Copy out everything from the line containing "like [(118, 214)]." down to the line containing "[(549, 702), (947, 301)]", both ends included, and add 16 to each number in the point coordinates given as answers. Leave the rest of every line unchanged, and omit the pictures.

#### TASK INPUT
——————————

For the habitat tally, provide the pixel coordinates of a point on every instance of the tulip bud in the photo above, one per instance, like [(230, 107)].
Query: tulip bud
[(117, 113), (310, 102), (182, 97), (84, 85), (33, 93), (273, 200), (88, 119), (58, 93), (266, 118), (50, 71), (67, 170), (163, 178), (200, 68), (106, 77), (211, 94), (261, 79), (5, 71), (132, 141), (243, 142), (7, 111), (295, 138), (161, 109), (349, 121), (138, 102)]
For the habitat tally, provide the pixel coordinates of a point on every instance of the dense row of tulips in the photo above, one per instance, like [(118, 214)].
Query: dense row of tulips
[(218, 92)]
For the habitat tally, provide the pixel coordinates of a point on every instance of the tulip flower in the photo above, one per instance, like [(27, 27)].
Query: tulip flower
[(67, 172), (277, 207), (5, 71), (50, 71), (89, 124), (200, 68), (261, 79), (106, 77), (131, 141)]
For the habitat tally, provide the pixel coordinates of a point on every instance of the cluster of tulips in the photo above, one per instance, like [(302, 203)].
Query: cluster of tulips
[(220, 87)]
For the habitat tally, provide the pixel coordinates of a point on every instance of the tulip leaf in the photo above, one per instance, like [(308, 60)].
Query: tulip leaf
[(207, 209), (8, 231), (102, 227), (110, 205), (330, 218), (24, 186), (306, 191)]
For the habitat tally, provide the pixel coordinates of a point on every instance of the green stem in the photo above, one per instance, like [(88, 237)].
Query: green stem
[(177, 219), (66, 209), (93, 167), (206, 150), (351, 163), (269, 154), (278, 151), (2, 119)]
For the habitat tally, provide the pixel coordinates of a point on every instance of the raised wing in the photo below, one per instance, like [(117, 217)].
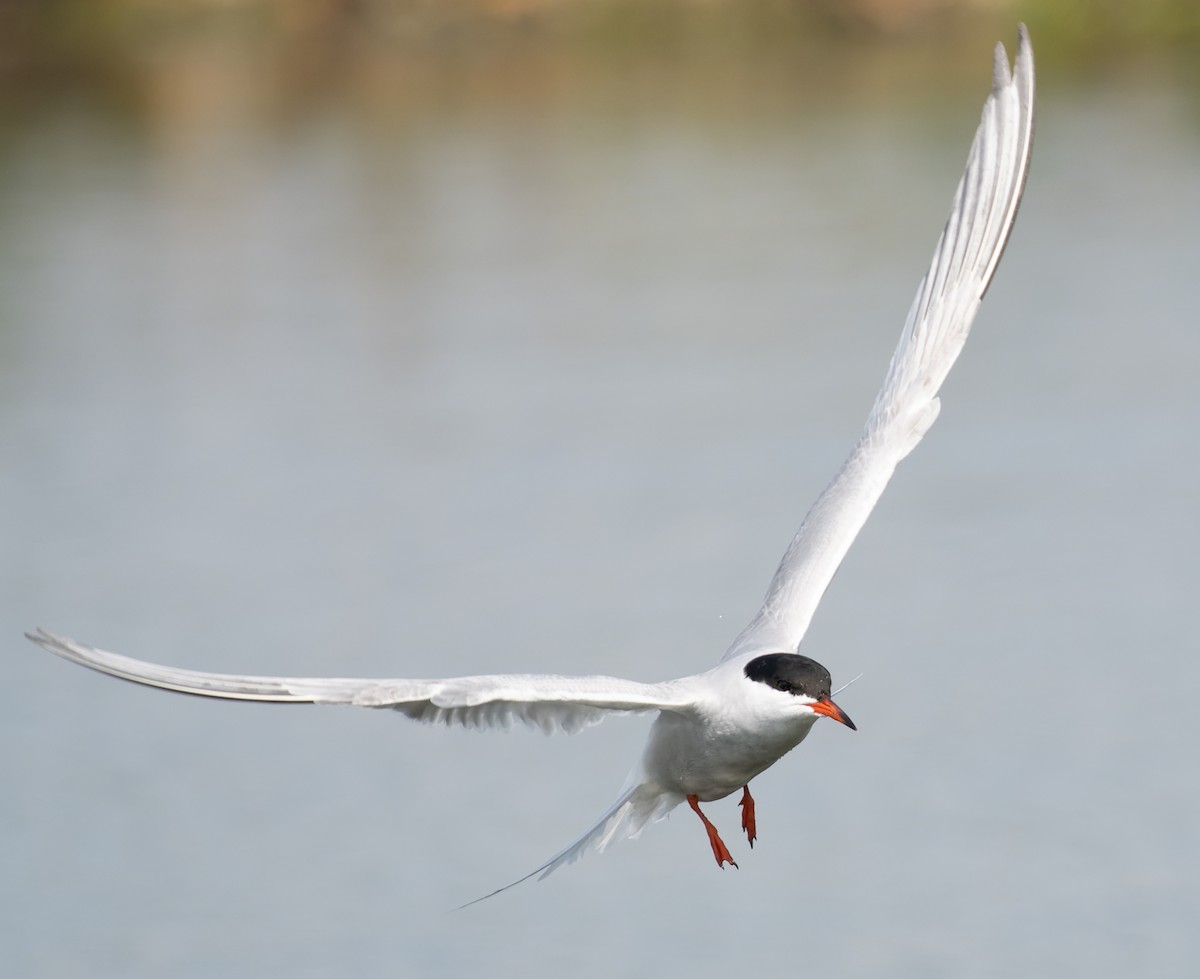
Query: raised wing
[(549, 702), (947, 301)]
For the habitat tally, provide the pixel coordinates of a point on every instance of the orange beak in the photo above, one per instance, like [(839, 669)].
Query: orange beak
[(829, 709)]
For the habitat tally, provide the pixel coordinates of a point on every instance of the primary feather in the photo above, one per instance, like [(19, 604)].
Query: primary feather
[(947, 300), (541, 700)]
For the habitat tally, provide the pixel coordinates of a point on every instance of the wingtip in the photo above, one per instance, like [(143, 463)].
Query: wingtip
[(1021, 65)]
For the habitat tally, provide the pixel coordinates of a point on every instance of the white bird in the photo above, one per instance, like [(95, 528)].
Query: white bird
[(715, 731)]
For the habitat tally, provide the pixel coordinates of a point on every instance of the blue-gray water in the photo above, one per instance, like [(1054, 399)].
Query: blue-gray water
[(547, 388)]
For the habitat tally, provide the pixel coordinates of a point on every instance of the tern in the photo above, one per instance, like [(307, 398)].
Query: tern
[(714, 732)]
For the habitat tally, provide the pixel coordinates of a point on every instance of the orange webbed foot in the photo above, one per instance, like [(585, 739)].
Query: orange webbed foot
[(748, 823), (720, 851)]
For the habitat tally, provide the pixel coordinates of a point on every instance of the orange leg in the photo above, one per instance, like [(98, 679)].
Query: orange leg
[(720, 851), (748, 823)]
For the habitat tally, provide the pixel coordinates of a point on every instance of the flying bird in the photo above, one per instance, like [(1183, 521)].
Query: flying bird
[(714, 732)]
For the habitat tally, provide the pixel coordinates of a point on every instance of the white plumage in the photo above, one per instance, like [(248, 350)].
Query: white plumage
[(715, 731)]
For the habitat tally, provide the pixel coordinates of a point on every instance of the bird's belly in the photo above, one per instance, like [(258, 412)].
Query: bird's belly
[(712, 761)]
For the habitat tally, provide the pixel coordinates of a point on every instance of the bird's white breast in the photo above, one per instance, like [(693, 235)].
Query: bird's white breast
[(735, 734)]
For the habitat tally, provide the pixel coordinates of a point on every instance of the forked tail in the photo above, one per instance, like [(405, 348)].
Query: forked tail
[(639, 804)]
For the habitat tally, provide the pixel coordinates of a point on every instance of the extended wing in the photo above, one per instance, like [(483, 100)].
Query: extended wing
[(947, 301), (550, 702)]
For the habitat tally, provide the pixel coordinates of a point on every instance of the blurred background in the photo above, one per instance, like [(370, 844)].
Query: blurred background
[(414, 338)]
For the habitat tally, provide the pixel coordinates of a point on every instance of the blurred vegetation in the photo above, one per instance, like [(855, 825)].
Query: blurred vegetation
[(287, 53)]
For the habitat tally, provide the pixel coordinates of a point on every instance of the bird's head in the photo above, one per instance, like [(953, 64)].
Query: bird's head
[(802, 678)]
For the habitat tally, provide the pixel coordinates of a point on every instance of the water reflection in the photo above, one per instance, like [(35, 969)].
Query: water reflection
[(543, 379)]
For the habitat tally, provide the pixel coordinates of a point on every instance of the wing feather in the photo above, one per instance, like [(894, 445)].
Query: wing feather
[(545, 701), (946, 304)]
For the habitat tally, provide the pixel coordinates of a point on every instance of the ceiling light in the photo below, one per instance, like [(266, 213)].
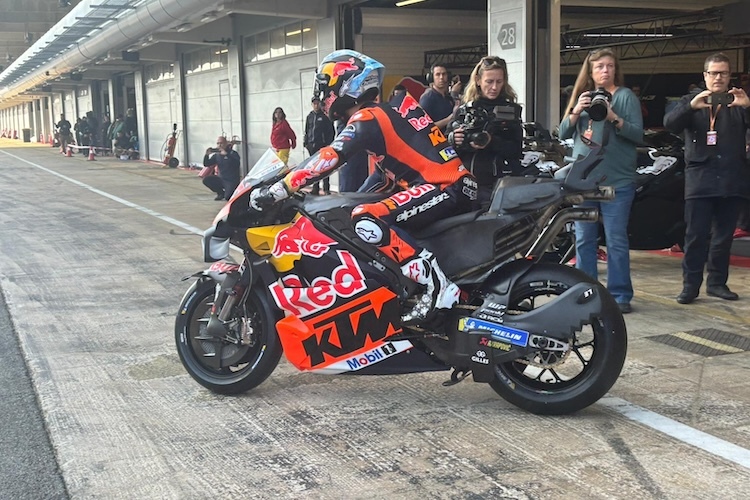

——————————

#### EXPECTED OUTPUT
For the habitat tally, provide the pixel coordinates of a point on every instance of the dense row of tulips in the photo above, one per instance, like [(118, 214)].
Query: dense row of tulips
[(234, 108)]
For the habitat tally, provide the pixel coordinates of a point on every instance of the tulip flower in the photo above, one per instance, like [(27, 27)].
Query: tulip flower
[(83, 188), (293, 223), (21, 87), (66, 87), (105, 140), (216, 84), (277, 95), (122, 93), (147, 157)]
For the habitat tally, provide the pixel coordinates of a point on every instance of the cluster of tulips in the photo above, one per instance, like [(302, 203)].
Query: cluster of tulips
[(236, 103)]
For the habitat tally, provide the pixel coordinates of a point on every instance of the tulip leaf in the photo above, one per instance, like [(308, 60)].
Query: tulip leaf
[(223, 225), (24, 247), (118, 243), (126, 221), (346, 234), (40, 202), (322, 207)]
For the habitat tally, provide the pixel coordinates of a point on every instance of the green stem in the photo above, one per instance, like [(88, 237)].
Query: green stem
[(193, 235), (82, 225), (109, 183), (222, 166), (367, 179), (285, 170), (294, 167), (18, 135)]
For the habitat tally, provide the pixel coordinates of a point on every instance of the raised wing in the photo below, one per instance, like [(117, 217)].
Query: raised wing
[(565, 718), (963, 317)]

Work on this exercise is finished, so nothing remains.